Goal
Copy the following lines exactly as they appear, without changing anything.

Working data
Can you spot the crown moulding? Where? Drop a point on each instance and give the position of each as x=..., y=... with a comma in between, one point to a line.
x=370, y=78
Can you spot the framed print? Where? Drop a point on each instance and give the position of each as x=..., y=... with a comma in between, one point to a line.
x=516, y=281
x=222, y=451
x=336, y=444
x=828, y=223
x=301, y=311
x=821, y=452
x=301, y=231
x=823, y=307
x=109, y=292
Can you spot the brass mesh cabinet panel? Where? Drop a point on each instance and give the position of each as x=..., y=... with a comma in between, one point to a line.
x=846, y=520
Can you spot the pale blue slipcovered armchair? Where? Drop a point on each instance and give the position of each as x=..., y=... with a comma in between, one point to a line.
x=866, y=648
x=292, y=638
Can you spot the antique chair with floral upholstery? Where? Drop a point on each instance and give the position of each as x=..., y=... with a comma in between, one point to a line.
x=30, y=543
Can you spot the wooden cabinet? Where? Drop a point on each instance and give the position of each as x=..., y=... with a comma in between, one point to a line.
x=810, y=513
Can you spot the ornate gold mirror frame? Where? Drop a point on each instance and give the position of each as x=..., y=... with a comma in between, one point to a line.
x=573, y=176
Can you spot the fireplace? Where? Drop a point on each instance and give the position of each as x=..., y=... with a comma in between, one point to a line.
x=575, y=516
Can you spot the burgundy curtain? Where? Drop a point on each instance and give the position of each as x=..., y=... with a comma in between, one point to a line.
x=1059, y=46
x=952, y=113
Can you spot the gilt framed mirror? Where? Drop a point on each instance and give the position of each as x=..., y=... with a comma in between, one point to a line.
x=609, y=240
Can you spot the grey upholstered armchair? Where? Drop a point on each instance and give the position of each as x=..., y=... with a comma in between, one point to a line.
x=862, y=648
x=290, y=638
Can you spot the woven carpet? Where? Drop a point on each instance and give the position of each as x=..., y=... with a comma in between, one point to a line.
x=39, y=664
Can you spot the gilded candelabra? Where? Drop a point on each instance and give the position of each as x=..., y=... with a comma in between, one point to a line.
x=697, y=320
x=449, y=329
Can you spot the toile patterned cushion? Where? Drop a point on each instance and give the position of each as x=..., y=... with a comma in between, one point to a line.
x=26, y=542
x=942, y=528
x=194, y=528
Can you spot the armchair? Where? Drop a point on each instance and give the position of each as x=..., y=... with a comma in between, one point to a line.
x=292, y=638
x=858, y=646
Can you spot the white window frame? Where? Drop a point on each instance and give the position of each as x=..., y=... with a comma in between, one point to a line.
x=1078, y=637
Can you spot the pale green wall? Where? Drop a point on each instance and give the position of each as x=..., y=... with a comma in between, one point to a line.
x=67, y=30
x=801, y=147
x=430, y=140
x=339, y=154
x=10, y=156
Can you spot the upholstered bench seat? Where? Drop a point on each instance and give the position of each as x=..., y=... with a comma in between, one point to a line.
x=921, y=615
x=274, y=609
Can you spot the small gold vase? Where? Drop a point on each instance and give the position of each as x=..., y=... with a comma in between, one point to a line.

The completed task
Can you spot the crown moulding? Where? Drop a point on each instance and give the position of each as x=..., y=... with a comma in between, one point to a line.
x=370, y=78
Can you spot the framed print? Where? Drop a point on each instance and give the position of each as x=..., y=... with a comma in between, one point to a line.
x=516, y=281
x=222, y=451
x=336, y=444
x=828, y=223
x=301, y=311
x=821, y=452
x=301, y=231
x=823, y=307
x=109, y=292
Can you spot the brass mesh cabinet panel? Where? Drop a point on each instance and give the position of each as x=..., y=... with a comma in between, one point to a line.
x=846, y=520
Can you spot the pale blue slipcovered armchair? Where? Drop a point on each instance and give the position of each as x=..., y=... with a comma in between, one point to a line.
x=866, y=648
x=292, y=638
Can you spot the antique chair with floral upholstery? Where? Drop a point on each instance and give the position of each as x=..., y=... with a comma in between, one point to a line.
x=30, y=543
Can you spot the wooden cabinet? Where? Drop a point on each instance and give the position of each as x=..., y=... with a comma in between, one point to a line.
x=810, y=513
Can you spot the ornate gold mirror frame? Where? Drop a point on each instance and give the position of each as x=..., y=... with a comma in between, one point to a line.
x=573, y=176
Can you spot the fireplace? Where? Drop a point on each instance and give the position of each as x=..., y=... with a comma in between, one point to a line.
x=575, y=516
Can you spot the burgundy curtain? Where? Drop a point on each instance and give the position of each as x=..., y=... with a comma in between, one point to a line.
x=1059, y=46
x=952, y=113
Can you spot the gilt framed mirror? Where? Drop a point on each instance and give the position of each as x=..., y=... with a comma in between, one point to a line.
x=609, y=240
Can you spot the grey upholstered armchair? Where? Drop a point on each instance and give the position of each as x=..., y=... with a comma in between, one point to a line.
x=862, y=648
x=290, y=638
Can you spot the woven carpet? Where? Drop a point on each instance and give the position of each as x=..., y=... with a comma in between, one point to a line.
x=39, y=664
Can you spot the gilded candelabra? Where? Drop a point on each instance and give the position of each as x=..., y=... with a comma in between, one point to a line.
x=697, y=320
x=449, y=329
Can you spot the toile patterned cushion? Where? Drop a point on each instance and give the position of each as x=..., y=... with a comma in between, one point to a line.
x=26, y=542
x=942, y=528
x=194, y=528
Can you spot the armchair? Where? Drop a point on each instance and give the position of each as x=..., y=... with a comma in between, one point to a line.
x=292, y=638
x=858, y=646
Can you spot the white window frame? Where? Drop a point on each instance and give the position of each as x=..., y=... with a comma in between, one point to a line.
x=1078, y=637
Can you spot the pale green wall? Where? Drop a point on each instance and give the position of each as x=..., y=... with a comma in between, one point to a line.
x=67, y=30
x=801, y=147
x=430, y=140
x=339, y=154
x=10, y=156
Can you spot the upholstered bench seat? Where? Drop a point on each instance and give the position of each as x=..., y=... with a comma in between, one point to a line.
x=921, y=615
x=274, y=609
Can you spot the small gold vase? Where? Drop a point on each instance and give the position of each as x=..., y=... with a comma in between, one point to a line.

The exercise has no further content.